Dataset entries
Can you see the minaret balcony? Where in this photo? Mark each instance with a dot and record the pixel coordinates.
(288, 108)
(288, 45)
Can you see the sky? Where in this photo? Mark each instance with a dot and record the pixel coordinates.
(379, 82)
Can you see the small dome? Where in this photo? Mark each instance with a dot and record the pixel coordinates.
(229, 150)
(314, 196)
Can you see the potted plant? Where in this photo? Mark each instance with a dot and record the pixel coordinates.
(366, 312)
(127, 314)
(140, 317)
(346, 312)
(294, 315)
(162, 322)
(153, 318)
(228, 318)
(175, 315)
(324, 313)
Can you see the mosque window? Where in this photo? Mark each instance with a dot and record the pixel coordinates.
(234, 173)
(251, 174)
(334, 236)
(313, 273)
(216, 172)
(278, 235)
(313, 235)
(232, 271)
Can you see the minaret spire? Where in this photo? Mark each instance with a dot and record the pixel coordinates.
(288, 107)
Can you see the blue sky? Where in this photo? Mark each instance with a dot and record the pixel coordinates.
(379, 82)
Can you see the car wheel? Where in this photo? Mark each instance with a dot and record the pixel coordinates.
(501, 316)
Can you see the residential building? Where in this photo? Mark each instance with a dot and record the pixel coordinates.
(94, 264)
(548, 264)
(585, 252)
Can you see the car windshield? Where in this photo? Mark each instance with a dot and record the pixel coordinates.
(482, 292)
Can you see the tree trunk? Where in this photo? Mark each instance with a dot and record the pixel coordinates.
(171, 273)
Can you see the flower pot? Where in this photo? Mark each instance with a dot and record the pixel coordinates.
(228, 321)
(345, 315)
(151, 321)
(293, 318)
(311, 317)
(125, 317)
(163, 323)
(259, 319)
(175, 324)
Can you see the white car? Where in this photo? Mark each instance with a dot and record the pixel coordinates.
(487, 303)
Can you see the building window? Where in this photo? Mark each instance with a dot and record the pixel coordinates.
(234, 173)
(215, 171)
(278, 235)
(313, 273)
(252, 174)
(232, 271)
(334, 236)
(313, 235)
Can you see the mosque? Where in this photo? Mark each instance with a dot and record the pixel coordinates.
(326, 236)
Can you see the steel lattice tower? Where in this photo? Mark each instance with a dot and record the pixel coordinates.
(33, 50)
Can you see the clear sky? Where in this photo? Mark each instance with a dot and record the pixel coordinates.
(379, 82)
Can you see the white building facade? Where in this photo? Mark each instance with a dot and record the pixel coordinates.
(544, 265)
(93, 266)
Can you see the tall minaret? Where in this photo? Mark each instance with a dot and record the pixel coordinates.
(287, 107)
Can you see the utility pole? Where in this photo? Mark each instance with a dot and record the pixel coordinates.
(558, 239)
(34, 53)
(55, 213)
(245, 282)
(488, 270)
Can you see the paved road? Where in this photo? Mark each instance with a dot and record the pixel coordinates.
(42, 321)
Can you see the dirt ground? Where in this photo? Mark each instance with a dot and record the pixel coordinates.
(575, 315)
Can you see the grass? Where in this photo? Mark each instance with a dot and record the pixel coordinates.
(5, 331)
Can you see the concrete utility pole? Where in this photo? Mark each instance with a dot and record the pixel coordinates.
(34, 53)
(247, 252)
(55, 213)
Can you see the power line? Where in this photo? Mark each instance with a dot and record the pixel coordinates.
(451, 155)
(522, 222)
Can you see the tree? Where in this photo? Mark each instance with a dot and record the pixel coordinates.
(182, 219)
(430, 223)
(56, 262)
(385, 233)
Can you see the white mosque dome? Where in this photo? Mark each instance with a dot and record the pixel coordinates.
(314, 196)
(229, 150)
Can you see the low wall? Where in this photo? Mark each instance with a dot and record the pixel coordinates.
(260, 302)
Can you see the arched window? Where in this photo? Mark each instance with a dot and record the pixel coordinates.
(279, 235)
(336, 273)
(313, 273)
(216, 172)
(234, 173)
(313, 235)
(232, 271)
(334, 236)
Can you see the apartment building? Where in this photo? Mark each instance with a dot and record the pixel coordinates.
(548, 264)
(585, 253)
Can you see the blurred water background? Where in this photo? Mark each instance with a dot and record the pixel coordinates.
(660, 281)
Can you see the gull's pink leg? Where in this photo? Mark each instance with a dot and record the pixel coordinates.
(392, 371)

Directions for this task
Rewrite all of the items above as a two-column CSV with the headers "prompt" and "points", one row per item. Put each item's text and its answer in a single quoted field each, replacing line breaks with spaces.

The response
prompt,points
"Can you see the minaret balcony? Where in this photo? Mark each instance with a dot and record the pixel coordinates.","(288, 108) (288, 45)"
"Can you see the sky? Where in this photo? Mark each instance with a dot and record the pixel coordinates.","(379, 82)"
"Can you see the small dome? Where in this photo? Mark each instance with a dot and record the pixel coordinates.","(229, 150) (314, 196)"
"Can you see the potted plant? Where in this photo? Mark each instance with a dot and record the pixel coordinates.","(366, 312) (127, 314) (140, 317) (346, 312) (294, 315) (162, 322) (153, 318) (228, 318) (175, 315) (324, 313)"
"Can you see the mosque window? Where in this photo? Mark each instance with a dot and record the pixel coordinates.","(234, 173) (251, 174) (334, 236) (313, 273) (216, 172) (278, 235) (313, 235) (232, 271)"
"Can you see the minaret spire? Where in this photo? Mark each instance with a dot and record the pixel coordinates.","(288, 107)"
"Can you see the blue sky? Where in this photo? Mark each instance with a dot and record the pixel coordinates.","(379, 82)"
"Can you see the car wheel? Where in this photo? Mark each instance with a dot and record the pixel coordinates.","(501, 316)"
"Can you see the residential building? Where in this photo? Mark each instance with a dot and record the pixel coordinates.","(94, 264) (548, 264) (585, 252)"
"Can you see the car windshield? Where in this photo? Mark each instance with a dot and record the pixel coordinates.","(482, 292)"
"Can you see the tree trunk? Where in this photo? Mark each instance with a dot and record the pixel coordinates.","(171, 273)"
"Can you see the flower pot? Where in this photo? Mark each instance with a dot and record the pixel coordinates.","(228, 321) (345, 315) (151, 321) (293, 318) (311, 317) (125, 317) (163, 323) (259, 319) (175, 324)"
"Can you see the white car? Where in this photo? Mark each instance with a dot and record the pixel coordinates.","(487, 303)"
"Can you see the building window? Where in this photo? Mark each instance with a dot and record the pixel coordinates.","(234, 173) (215, 171) (278, 235) (313, 273) (252, 174) (232, 271) (334, 236) (313, 235)"
"Can you see the mosque? Where in this photo? Mark each instance with a dot and record the pixel coordinates.","(326, 236)"
"Can you see the steel lattice tower? Where in this photo? Mark each instance with a dot and record the pixel coordinates.","(33, 50)"
"Can you see the clear sky? Where in this photo? Mark each instance with a dot and record the pixel coordinates.","(379, 82)"
"Can you see the white building facade? Where in this photo? Mark each instance with a dot and record the pixel coordinates.","(544, 265) (93, 266)"
"Can you see the tall minaret? Where in this photo? Mark each instance with a dot and record the pixel coordinates.","(287, 107)"
"Can you see the utility pole? Where in this photo? Mark each instance with a dot and record the pixel coordinates.","(558, 239) (34, 53) (55, 213) (245, 282) (488, 270)"
"Can you see the paved road? Where in this photo? Mark each instance with a dot and record the pixel coordinates.","(42, 321)"
"Can you see the dirt ground? Where in this photo? Mark each instance with a dot and record the pixel coordinates.","(575, 315)"
"Can you see the grass? Where in this photo? Mark each instance with a dot and record the pixel coordinates.","(5, 331)"
"Can you see the concrete utility pole? Where in this photo? Mark each instance with a dot and record the pixel coordinates.","(34, 53) (247, 252) (55, 213)"
"Can you see the power line? Where in this photo? Mark each instance with a dot and record the pixel coordinates.","(451, 155) (522, 222)"
"Can you see the tree? Where in this photo? Mark each instance with a dot and record the pixel coordinates.","(182, 219) (430, 223) (56, 262) (385, 233)"
"Can you see the white mosque dome? Where in this photo? Mark each instance with a dot and record the pixel coordinates.","(314, 196) (229, 150)"
"Can you see the low wall? Where in this photo? Mark each instance with a dot and record the pixel coordinates.","(260, 302)"
"Can you see the arched window? Where in this photo? Mark each instance with a dot and record the pixel coordinates.","(279, 235) (336, 273) (313, 273) (216, 172) (234, 173) (313, 235) (232, 271) (334, 236)"
"Can you see the apartment building? Where in this photo? Mark each instance with a dot and record the pixel coordinates.","(548, 264) (585, 253)"
"Can you see the blurred water background? Where in this photo? Mark each instance with a dot and record the pixel coordinates.","(660, 281)"
"Can you see the gull's pink leg? Where in this photo? Mark each instance with a dot and record the pixel coordinates.","(392, 371)"